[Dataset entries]
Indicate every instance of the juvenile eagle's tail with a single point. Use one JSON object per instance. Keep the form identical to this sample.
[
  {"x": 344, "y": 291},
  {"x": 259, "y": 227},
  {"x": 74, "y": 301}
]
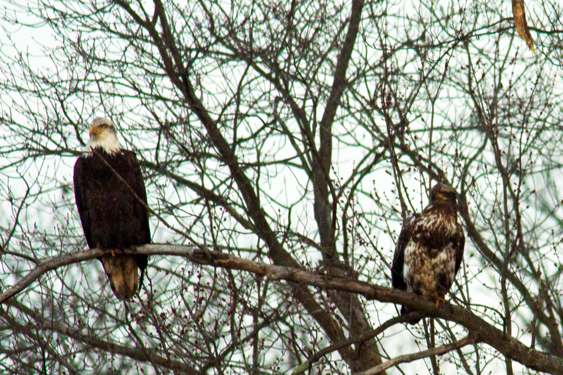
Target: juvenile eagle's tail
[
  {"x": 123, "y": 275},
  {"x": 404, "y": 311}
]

The problem: Output the data above verbatim, pictures excluded.

The completed task:
Indicate every instance of the juvenile eagle's tail with a single point. Use one JSON object per instance. Keep the form identical to this sample.
[
  {"x": 344, "y": 291},
  {"x": 259, "y": 227},
  {"x": 74, "y": 301}
]
Target: juvenile eagle's tail
[
  {"x": 123, "y": 275},
  {"x": 404, "y": 311}
]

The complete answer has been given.